>>

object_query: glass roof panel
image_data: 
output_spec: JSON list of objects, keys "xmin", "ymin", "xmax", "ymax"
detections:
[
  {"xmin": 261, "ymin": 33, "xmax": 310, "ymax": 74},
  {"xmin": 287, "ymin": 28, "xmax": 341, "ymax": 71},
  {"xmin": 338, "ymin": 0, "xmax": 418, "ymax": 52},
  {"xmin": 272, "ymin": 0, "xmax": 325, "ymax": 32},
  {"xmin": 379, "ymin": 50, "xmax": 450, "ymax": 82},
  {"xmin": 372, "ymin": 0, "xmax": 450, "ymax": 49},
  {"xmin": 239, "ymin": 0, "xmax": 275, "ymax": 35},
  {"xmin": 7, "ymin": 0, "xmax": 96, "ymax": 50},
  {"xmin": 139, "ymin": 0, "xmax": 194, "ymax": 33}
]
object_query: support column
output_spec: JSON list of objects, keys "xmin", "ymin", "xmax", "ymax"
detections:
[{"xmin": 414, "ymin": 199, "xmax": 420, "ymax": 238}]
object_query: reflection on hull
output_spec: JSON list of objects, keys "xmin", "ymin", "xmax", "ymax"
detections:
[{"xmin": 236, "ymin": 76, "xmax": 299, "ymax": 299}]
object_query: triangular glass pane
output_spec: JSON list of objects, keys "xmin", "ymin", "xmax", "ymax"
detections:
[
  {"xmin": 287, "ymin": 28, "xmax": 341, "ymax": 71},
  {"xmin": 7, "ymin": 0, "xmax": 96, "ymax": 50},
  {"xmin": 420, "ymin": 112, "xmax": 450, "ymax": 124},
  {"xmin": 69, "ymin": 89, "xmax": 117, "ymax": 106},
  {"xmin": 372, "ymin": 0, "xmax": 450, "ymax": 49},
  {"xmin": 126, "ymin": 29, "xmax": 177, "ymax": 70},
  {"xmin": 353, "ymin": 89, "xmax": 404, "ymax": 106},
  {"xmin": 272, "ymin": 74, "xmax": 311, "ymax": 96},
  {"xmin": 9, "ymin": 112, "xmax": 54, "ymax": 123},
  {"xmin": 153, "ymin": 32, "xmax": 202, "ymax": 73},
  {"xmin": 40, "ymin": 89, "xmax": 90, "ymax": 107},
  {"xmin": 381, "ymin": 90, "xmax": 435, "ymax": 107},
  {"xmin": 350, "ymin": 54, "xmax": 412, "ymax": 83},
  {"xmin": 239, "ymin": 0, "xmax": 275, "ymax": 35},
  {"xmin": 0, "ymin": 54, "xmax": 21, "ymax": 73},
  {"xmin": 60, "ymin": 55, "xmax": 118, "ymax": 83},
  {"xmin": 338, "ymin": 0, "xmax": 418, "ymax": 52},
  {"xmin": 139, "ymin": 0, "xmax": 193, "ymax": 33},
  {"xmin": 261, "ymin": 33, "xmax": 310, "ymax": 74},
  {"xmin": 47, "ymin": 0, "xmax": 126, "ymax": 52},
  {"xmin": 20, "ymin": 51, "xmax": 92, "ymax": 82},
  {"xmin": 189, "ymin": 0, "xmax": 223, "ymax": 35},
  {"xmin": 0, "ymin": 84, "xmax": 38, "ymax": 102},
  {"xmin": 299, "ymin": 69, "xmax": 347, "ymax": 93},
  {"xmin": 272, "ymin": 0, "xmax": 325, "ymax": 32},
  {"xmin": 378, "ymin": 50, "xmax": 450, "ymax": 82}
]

<<

The request
Copy out every item above line by line, changing nothing.

Result of the exercise
object_query: glass roof panel
image_data: 
output_spec: JSON list of objects, keys "xmin", "ymin", "xmax", "ymax"
detections:
[
  {"xmin": 261, "ymin": 33, "xmax": 310, "ymax": 74},
  {"xmin": 287, "ymin": 28, "xmax": 341, "ymax": 71},
  {"xmin": 338, "ymin": 0, "xmax": 418, "ymax": 52},
  {"xmin": 272, "ymin": 0, "xmax": 325, "ymax": 32},
  {"xmin": 379, "ymin": 50, "xmax": 450, "ymax": 82},
  {"xmin": 372, "ymin": 0, "xmax": 450, "ymax": 49},
  {"xmin": 239, "ymin": 0, "xmax": 275, "ymax": 35},
  {"xmin": 7, "ymin": 0, "xmax": 96, "ymax": 50},
  {"xmin": 139, "ymin": 0, "xmax": 194, "ymax": 33}
]
object_query: support column
output_spec: JSON list of objects, keys "xmin", "ymin", "xmax", "ymax"
detections:
[{"xmin": 414, "ymin": 199, "xmax": 420, "ymax": 238}]
object_query: reflection on hull
output_spec: JSON list of objects, keys "xmin", "ymin", "xmax", "ymax"
detections:
[{"xmin": 236, "ymin": 76, "xmax": 299, "ymax": 299}]
object_query: triangular glass pane
output_spec: JSON list of objects, keys "xmin", "ymin", "xmax", "ymax"
detections:
[
  {"xmin": 287, "ymin": 28, "xmax": 341, "ymax": 71},
  {"xmin": 7, "ymin": 0, "xmax": 96, "ymax": 50},
  {"xmin": 420, "ymin": 112, "xmax": 450, "ymax": 124},
  {"xmin": 69, "ymin": 89, "xmax": 117, "ymax": 106},
  {"xmin": 372, "ymin": 0, "xmax": 450, "ymax": 49},
  {"xmin": 126, "ymin": 29, "xmax": 177, "ymax": 70},
  {"xmin": 353, "ymin": 89, "xmax": 404, "ymax": 106},
  {"xmin": 272, "ymin": 74, "xmax": 311, "ymax": 96},
  {"xmin": 9, "ymin": 112, "xmax": 54, "ymax": 123},
  {"xmin": 153, "ymin": 32, "xmax": 202, "ymax": 73},
  {"xmin": 40, "ymin": 89, "xmax": 90, "ymax": 107},
  {"xmin": 381, "ymin": 90, "xmax": 435, "ymax": 107},
  {"xmin": 350, "ymin": 54, "xmax": 412, "ymax": 83},
  {"xmin": 239, "ymin": 0, "xmax": 275, "ymax": 35},
  {"xmin": 0, "ymin": 54, "xmax": 21, "ymax": 73},
  {"xmin": 60, "ymin": 55, "xmax": 118, "ymax": 83},
  {"xmin": 338, "ymin": 0, "xmax": 418, "ymax": 52},
  {"xmin": 139, "ymin": 0, "xmax": 193, "ymax": 33},
  {"xmin": 261, "ymin": 33, "xmax": 310, "ymax": 74},
  {"xmin": 47, "ymin": 0, "xmax": 126, "ymax": 52},
  {"xmin": 20, "ymin": 51, "xmax": 92, "ymax": 82},
  {"xmin": 189, "ymin": 0, "xmax": 223, "ymax": 35},
  {"xmin": 0, "ymin": 84, "xmax": 38, "ymax": 102},
  {"xmin": 299, "ymin": 69, "xmax": 347, "ymax": 93},
  {"xmin": 272, "ymin": 0, "xmax": 325, "ymax": 32},
  {"xmin": 378, "ymin": 50, "xmax": 450, "ymax": 82}
]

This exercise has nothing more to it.